═══ EXTRAIT FOURNI

D’ailleurs, c’est sans doute cet ouvrage qui traduit avec le plus de justesse – jusqu’à présent du moins – l’esprit qui anime Ici et Là. Reportages Poétiques : une tentative de dire le monde qui nous entoure en prenant le temps, vraiment, de le regarder. Et, dans l’approche, cet engagement, âpre parfois, bénéfique toujours, de ne pas s’installer dans un mouvement trop confortable pour saisir chez l’autre la part de lumière, sa fragilité qui est aussi, d’une certaine manière, sa force, ce terrain pour l’humain, là où nous pouvons et devrions tous tenter de nous rejoindre.
Au fond, le reportage poétique c’est un peu comme un chemin de vérité et de simplicité que l’on se décide à prendre et qui nous invite à sonder nos propres visions pour les remettre en question, à déplacer certaines de ces lignes rouges qui obstruent nos regards et nos avancées. C’est ce que nous tentons de proposer aux auteurs qui préfèrent regarder que d’être regardés, donner à voir, en somme, plutôt que d’être vus. Et c’est ce que nous tentons en tant qu’auteurs (éditeurs et auteurs, c’est possible donc ?!).
Faire le marché mais avec les producteurs…
Les tréteaux du matin, au départ, c’est une cartographie à imaginer sans logique géographique mais appliquée à suivre le rythme des producteurs et les contraintes de l’image, pour inscrire des tracés multiples, sous tous les ciels des Landes, le long de l’Adour ou près de l’océan, en Chalosse, en Tursan, vers les Petites Landes ou le Bas-Armagnac, et plus loin encore en Gironde, vers le Bassin, en Pays Basque, dans le Béarn ou vers le Lot-et-Garonne.
Depuis le mois de janvier 2015, trois cycles de saisons se sont écoulés. Trois cycles de saisons pour l’image et le texte et au final, un panier délicieux, foisonnant de rencontres avec les producteurs, de saveurs et de gestes retrouvés, de paysages engrangés et revisités, de découvertes multiples de pratiques et de métiers intimement liés à la terre comme à l’eau, d’idées reçues déconstruites et d’émerveillements simples.
Dans le panier de cette récolte particulière, il faut rajouter une certitude. Confortée tout au long de ces rencontres : la fragilité de ces savoir-faire ancestraux et traditionnels qui, comme nos marchés familiers, sont aujourd’hui dans une situation très précaire. Le dire ce n’est pas alimenter une vision décliniste qui aurait pour objectif de regretter l’ancien monde pour demeurer, vaille que vaille, dans un univers poussiéreux que l’on soutiendrait dans sa lutte, dogme à la main, contre toute forme de modernité. Ces clivages-là qui y croit encore ? Envisager les lendemains compliqués dont la nature ne cesse de nous alerter permet déjà de s’éloigner d’une perspective binaire. Et puis, si vous passez ou vivez dans les villes de province de taille moyenne, il vous suffit de lever le nez ou de ne pas fermer les yeux pour vous rendre compte des amputations, des disparitions et des tristesses ambiantes… À vous de voir. Ou pas.

══════
═══ ENREGISTREMENTS FOURNIS

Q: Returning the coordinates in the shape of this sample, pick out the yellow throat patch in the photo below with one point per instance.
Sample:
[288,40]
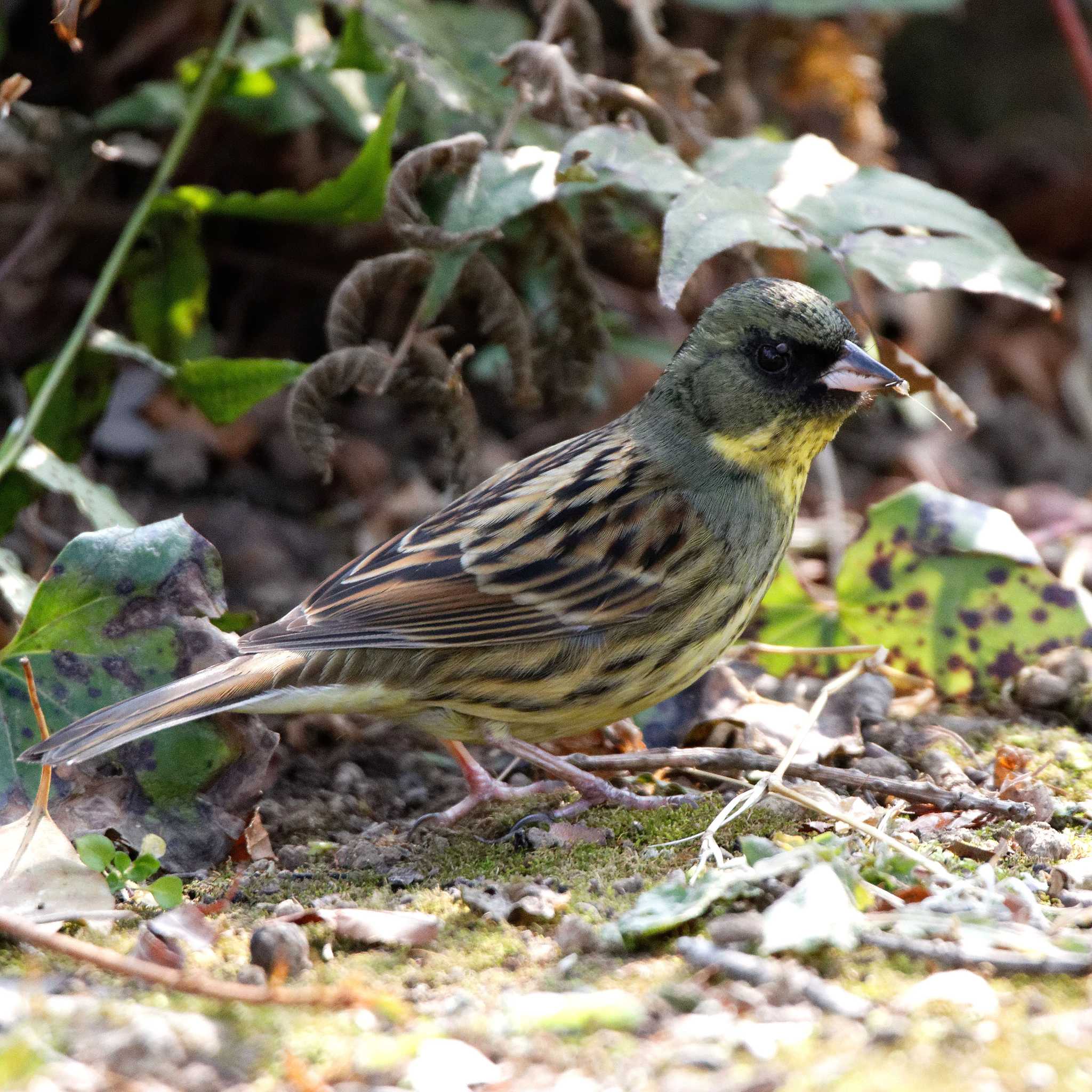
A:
[780,452]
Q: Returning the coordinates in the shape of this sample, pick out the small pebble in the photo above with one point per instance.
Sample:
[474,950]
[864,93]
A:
[276,944]
[576,935]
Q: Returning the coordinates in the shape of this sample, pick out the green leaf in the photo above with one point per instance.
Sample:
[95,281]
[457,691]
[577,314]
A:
[628,157]
[355,196]
[669,905]
[167,892]
[447,52]
[709,219]
[950,587]
[168,288]
[97,851]
[753,162]
[152,846]
[142,868]
[817,913]
[156,104]
[119,613]
[98,503]
[905,233]
[224,389]
[75,407]
[355,47]
[914,262]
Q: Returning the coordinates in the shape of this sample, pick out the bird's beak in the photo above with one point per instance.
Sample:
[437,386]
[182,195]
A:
[855,371]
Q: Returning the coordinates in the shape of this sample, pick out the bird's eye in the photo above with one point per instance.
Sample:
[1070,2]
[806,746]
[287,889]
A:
[774,358]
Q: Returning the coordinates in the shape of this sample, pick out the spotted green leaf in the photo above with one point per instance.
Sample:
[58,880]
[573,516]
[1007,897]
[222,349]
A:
[950,587]
[118,613]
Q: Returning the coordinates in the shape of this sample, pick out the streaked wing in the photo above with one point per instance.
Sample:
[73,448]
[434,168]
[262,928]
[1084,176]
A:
[579,537]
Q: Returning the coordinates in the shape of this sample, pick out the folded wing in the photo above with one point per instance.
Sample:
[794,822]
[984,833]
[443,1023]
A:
[584,535]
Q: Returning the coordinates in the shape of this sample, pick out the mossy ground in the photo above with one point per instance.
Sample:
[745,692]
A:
[459,984]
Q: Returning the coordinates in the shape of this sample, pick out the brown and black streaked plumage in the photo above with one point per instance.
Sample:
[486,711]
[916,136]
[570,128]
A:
[572,589]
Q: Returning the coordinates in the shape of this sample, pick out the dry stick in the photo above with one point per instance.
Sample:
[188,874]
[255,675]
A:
[1073,30]
[706,759]
[1000,961]
[41,807]
[184,982]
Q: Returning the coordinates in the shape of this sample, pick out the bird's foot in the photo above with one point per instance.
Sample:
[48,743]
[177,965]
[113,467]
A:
[484,789]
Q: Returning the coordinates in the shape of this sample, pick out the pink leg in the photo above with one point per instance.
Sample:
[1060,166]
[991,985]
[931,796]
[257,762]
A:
[483,788]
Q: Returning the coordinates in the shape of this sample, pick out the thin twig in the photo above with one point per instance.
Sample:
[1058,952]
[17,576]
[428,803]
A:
[20,437]
[707,759]
[710,849]
[183,981]
[1074,31]
[41,807]
[999,961]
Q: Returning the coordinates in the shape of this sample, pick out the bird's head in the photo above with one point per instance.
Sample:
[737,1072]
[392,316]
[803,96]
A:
[770,373]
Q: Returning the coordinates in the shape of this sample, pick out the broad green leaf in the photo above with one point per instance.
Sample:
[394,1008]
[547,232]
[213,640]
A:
[950,587]
[709,219]
[448,52]
[17,588]
[156,104]
[671,904]
[873,197]
[167,892]
[956,591]
[74,410]
[97,851]
[816,913]
[118,613]
[905,233]
[98,503]
[168,288]
[224,388]
[753,162]
[628,157]
[916,262]
[790,616]
[355,196]
[355,46]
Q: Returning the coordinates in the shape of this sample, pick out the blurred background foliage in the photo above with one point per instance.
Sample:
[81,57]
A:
[926,161]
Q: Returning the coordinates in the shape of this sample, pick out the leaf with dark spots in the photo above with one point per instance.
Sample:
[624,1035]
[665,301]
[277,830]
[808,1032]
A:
[123,612]
[963,599]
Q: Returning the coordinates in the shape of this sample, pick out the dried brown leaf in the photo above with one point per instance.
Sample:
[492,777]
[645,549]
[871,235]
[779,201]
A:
[542,75]
[504,320]
[67,18]
[670,74]
[575,22]
[403,212]
[15,86]
[376,300]
[571,349]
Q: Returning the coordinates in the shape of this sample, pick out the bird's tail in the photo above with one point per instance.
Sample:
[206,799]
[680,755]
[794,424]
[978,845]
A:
[231,685]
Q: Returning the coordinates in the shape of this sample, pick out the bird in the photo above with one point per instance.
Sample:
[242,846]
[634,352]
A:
[574,588]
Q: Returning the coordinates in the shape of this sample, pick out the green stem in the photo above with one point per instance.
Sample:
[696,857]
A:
[22,435]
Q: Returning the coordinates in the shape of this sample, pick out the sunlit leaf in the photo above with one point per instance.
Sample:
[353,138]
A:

══════

■ **CONSIGNE 1**: Modifiez un passage de l'extrait fourni : partez des mots "Au fond, le" et arrêtez-vous après "possible donc ?!).", en remplaçant "chemin" par "sentier".
■ **CONSIGNE 2**: Renvoyez toutes les lignes des enregistrements où figure la chaîne "streaked", en tenant compte de la casse.

■ **RÉPONSE COMPLÈTE 1**:
Au fond, le reportage poétique c’est un peu comme un sentier de vérité et de simplicité que l’on se décide à prendre et qui nous invite à sonder nos propres visions pour les remettre en question, à déplacer certaines de ces lignes rouges qui obstruent nos regards et nos avancées. C’est ce que nous tentons de proposer aux auteurs qui préfèrent regarder que d’être regardés, donner à voir, en somme, plutôt que d’être vus. Et c’est ce que nous tentons en tant qu’auteurs (éditeurs et auteurs, c’est possible donc ?!).

■ **RÉPONSE COMPLÈTE 2**:
Q: Returning the coordinates in the shape of this sample, pick out the streaked wing in the photo above with one point per instance.
Q: Returning the coordinates in the shape of this sample, pick out the brown and black streaked plumage in the photo above with one point per instance.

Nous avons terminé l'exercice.